*** Provided data Section Begins ***

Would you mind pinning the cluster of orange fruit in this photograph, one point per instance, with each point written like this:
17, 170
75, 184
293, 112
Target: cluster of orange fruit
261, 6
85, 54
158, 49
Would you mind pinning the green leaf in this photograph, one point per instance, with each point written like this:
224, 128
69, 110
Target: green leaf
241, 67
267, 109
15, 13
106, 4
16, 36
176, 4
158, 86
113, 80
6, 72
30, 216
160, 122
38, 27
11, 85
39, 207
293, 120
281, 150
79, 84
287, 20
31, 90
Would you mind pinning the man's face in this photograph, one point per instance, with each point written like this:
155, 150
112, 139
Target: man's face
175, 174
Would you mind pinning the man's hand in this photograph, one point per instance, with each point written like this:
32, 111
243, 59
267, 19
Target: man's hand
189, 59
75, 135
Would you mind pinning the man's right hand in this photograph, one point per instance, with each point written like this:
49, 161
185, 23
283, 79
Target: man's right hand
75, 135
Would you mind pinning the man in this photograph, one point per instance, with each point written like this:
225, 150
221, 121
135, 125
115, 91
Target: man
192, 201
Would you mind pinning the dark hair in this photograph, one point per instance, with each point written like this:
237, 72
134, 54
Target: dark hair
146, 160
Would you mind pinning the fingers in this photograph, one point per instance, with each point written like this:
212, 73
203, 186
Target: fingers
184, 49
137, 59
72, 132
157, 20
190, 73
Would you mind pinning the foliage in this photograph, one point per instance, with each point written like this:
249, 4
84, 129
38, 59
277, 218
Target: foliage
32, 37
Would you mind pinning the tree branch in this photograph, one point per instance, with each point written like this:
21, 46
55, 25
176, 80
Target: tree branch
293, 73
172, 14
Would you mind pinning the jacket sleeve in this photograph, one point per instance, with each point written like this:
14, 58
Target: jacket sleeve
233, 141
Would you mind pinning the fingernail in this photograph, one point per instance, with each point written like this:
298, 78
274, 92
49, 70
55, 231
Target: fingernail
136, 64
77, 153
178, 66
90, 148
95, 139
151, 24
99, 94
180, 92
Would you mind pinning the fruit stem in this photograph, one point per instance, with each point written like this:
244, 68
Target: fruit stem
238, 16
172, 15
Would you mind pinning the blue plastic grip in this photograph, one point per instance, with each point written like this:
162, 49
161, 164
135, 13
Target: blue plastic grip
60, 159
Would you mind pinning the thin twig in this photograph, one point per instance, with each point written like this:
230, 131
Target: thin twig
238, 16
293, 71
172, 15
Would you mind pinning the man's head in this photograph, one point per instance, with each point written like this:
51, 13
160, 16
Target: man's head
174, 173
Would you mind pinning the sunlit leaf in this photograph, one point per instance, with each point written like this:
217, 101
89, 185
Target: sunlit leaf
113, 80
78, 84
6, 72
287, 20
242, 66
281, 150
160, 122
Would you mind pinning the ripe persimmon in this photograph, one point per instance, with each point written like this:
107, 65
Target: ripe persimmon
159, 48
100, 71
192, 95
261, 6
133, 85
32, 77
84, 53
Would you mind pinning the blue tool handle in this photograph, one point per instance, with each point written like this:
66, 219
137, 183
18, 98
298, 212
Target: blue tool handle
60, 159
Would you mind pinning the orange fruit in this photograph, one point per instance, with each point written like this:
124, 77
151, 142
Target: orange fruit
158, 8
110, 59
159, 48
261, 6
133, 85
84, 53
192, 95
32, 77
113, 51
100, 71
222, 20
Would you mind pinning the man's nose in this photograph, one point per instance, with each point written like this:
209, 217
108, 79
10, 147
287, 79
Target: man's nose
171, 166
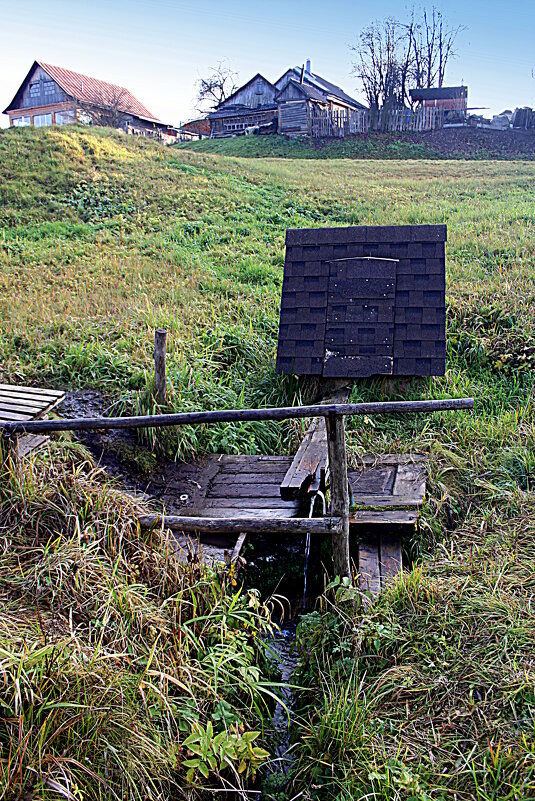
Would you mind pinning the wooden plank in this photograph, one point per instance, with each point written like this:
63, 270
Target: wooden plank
23, 407
237, 415
16, 400
390, 552
386, 501
227, 459
160, 348
246, 479
373, 480
311, 456
309, 463
30, 443
369, 571
336, 442
31, 393
253, 468
14, 417
253, 503
386, 459
239, 545
237, 490
241, 511
252, 525
387, 517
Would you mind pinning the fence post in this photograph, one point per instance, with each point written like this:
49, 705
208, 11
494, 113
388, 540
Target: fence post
336, 444
160, 348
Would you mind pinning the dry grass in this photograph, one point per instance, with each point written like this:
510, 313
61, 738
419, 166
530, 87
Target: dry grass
112, 652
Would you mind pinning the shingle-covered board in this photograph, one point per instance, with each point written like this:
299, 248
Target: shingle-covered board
337, 292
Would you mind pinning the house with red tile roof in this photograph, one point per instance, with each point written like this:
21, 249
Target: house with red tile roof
52, 95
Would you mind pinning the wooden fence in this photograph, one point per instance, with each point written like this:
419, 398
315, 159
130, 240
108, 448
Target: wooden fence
341, 123
336, 524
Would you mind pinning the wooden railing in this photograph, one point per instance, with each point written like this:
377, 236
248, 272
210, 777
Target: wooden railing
337, 524
340, 123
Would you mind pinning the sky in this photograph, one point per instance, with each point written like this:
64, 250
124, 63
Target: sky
159, 49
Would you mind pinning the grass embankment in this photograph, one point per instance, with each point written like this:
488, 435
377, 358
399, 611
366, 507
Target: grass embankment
429, 694
445, 143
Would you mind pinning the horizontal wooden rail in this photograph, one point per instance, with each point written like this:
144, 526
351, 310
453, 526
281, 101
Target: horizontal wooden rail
236, 416
251, 525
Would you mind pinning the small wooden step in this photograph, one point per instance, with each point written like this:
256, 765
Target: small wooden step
380, 561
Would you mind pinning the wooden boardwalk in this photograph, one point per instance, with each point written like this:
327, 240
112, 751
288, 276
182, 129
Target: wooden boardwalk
23, 404
386, 495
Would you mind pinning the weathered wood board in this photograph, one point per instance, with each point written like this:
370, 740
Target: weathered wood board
309, 466
389, 481
24, 404
380, 561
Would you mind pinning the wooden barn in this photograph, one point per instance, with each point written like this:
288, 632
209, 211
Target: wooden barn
286, 106
452, 100
52, 95
302, 95
253, 104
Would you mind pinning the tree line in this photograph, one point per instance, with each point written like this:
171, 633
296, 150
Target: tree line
393, 56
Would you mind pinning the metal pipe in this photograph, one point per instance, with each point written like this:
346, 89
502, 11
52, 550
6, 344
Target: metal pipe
236, 416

*** Provided data Section Ends ***

▶ What is being asked: Print the data above in full and exactly as it appears, skipping the pictures.

▶ Exercise result:
Would you mind pinning the cluster of orange fruit in this photograph, one point per instance, with each point written like this:
17, 170
75, 184
293, 112
Target: cluster of orange fruit
261, 6
85, 54
158, 49
Would you mind pinning the green leaf in this photograph, one point per instance, with each point written like this:
224, 128
69, 110
Target: green leaf
241, 67
267, 109
15, 13
106, 4
16, 36
176, 4
158, 86
113, 80
6, 72
30, 216
160, 122
38, 27
11, 85
39, 207
293, 120
281, 150
79, 84
287, 20
31, 90
Would you mind pinning the man's face in this photograph, one point per instance, with each point written like this:
155, 150
112, 139
Target: man's face
175, 174
Would you mind pinning the man's hand in this photograph, one point per instance, with each point written like this:
32, 111
243, 59
267, 19
Target: man's hand
189, 59
75, 135
Would you mind pinning the man's right hand in this photograph, one point per instance, with each point written like this:
49, 161
185, 23
283, 79
Target: man's right hand
75, 135
Would you mind pinning the man in this photograph, one point per instance, with each point written like this:
225, 150
221, 121
135, 125
115, 91
Target: man
192, 201
Would you mind pinning the dark hair in this photograph, one point per instance, with each point written like this:
237, 72
134, 54
Target: dark hair
146, 160
Would you mind pinning the fingers in this photograph, one point per instance, with each point written like this:
212, 73
203, 186
Target: fingers
184, 49
137, 59
72, 132
157, 20
190, 73
Would you mind pinning the foliage in this photograph, one point per instance, with each point written like this:
249, 4
84, 129
38, 59
277, 218
Target: foliage
32, 37
Would you mind pinning the tree branch in this photograph, one point per instance, with each point written like this:
21, 46
55, 25
176, 80
Target: tree branch
293, 73
172, 14
Would you mind pinning the jacket sleeve in this photograph, one point per instance, with each point written like this:
14, 58
Target: jacket sleeve
233, 141
Would you mind pinning the fingernail in this photograph, one point per instance, with each point written like this:
298, 78
274, 92
49, 70
55, 231
Target: fingernail
136, 64
77, 153
178, 66
90, 148
95, 139
151, 24
99, 94
180, 92
Would you mind pinning the fruit stem in this photograph, one point per instance, with each point written like this:
244, 68
Target: fruit stem
238, 16
172, 15
Would you mind pinning the blue plastic grip in this photograph, one point per instance, with each point written like this:
162, 49
161, 164
135, 13
Target: blue plastic grip
60, 159
Would you mind pinning the thin twig in this photograph, one point per instance, with each point written like this:
230, 131
Target: thin twig
238, 16
293, 71
172, 15
Would you mind pinning the man's head in this photograph, one point per instance, with each point written like this:
51, 13
160, 16
Target: man's head
174, 173
Would you mind pinning the sunlit leaf in this photograph, one point per instance, with each point written like this:
217, 101
89, 185
Target: sunlit leaf
113, 80
78, 84
6, 72
287, 20
242, 66
281, 150
160, 122
Would you mind pinning the ripe persimmon in this photograph, one point per instance, with each point written like this:
107, 65
Target: ripe persimmon
159, 48
100, 71
192, 95
261, 6
133, 85
32, 77
84, 53
Would you mind pinning the blue tool handle in this photograph, one point per instance, with each point written like this:
66, 219
137, 183
18, 98
298, 212
Target: blue tool handle
60, 159
Would you mind pinning the orange fruit in this photograph, one point per instance, with each point written like this:
124, 77
151, 142
Target: orange fruit
158, 8
110, 59
159, 48
261, 6
133, 85
84, 53
192, 95
32, 77
113, 51
100, 71
222, 20
Would you mind pinning the man's nose in this photograph, one point per instance, with each point written like this:
209, 217
108, 79
10, 147
287, 79
Target: man's nose
171, 166
Would you mind pinning the wooden plank in this photograph, one point per instance, with each point written like this:
63, 270
Target: wooden plank
23, 407
237, 415
16, 400
390, 552
386, 501
227, 459
160, 348
246, 479
373, 480
311, 456
309, 463
30, 443
369, 571
336, 442
31, 393
253, 468
14, 417
253, 503
386, 459
239, 545
237, 490
241, 511
252, 525
387, 517
Would you mind pinning the fence post in this photograph, one point per instance, with each point written like this:
49, 705
208, 11
494, 113
388, 540
Target: fence post
336, 444
160, 348
Would you mind pinning the dry grass in this photograph, one point per instance, with each point written like this:
510, 313
61, 738
419, 166
530, 87
Target: dry grass
112, 652
Would you mind pinning the shingle-covered board in this photograph, one point per instance, with each point written like this:
299, 248
Target: shingle-covered board
337, 292
Would you mind pinning the house with red tile roof in this photograph, one point per instance, with each point written like this:
21, 249
Target: house with red tile roof
52, 95
Would you mind pinning the wooden fence in this photograph, one point per instance, with each point written like this:
419, 398
315, 159
130, 240
108, 448
Target: wooden fence
341, 123
336, 524
Would you mind pinning the wooden railing in this photograph, one point per instance, with each point written like this:
377, 236
248, 272
210, 777
Target: wooden railing
337, 524
340, 123
Would you mind pinning the sky in this photograph, one point per instance, with each point written like this:
64, 250
124, 63
Target: sky
159, 49
Would you mind pinning the grass embankment in this photograph, one point per instance, with each point written like this:
488, 435
377, 358
399, 611
366, 507
Target: grass embankment
429, 694
445, 143
Would you mind pinning the horizontal wooden rail in this photograph, one point per instance, with each point written like this:
144, 526
351, 310
453, 526
281, 101
Target: horizontal wooden rail
236, 416
251, 525
Would you mind pinning the small wooden step in this photograph, one point per instance, with each point written like this:
256, 765
Target: small wooden step
380, 561
Would you mind pinning the wooden boardwalk in this photograph, one point per instance, with each point written like this:
327, 240
112, 751
288, 276
182, 129
Target: wooden boardwalk
23, 404
386, 495
Would you mind pinning the weathered wood board in this photograph, one point per instance, with each point written like this:
370, 740
Target: weathered wood board
309, 466
389, 481
24, 404
380, 561
Would you mind pinning the wooden barn in this photograph, one point per instance, with each point written like this:
288, 632
209, 211
Target: wooden barn
286, 106
452, 100
52, 95
302, 95
253, 104
Would you mind pinning the tree line in this photograph, one point per instance, with each point written like this:
171, 633
296, 150
Target: tree line
393, 56
Would you mind pinning the metal pipe in this photograph, one point per instance, with each point written like this:
346, 89
502, 11
52, 550
6, 344
Target: metal pipe
236, 416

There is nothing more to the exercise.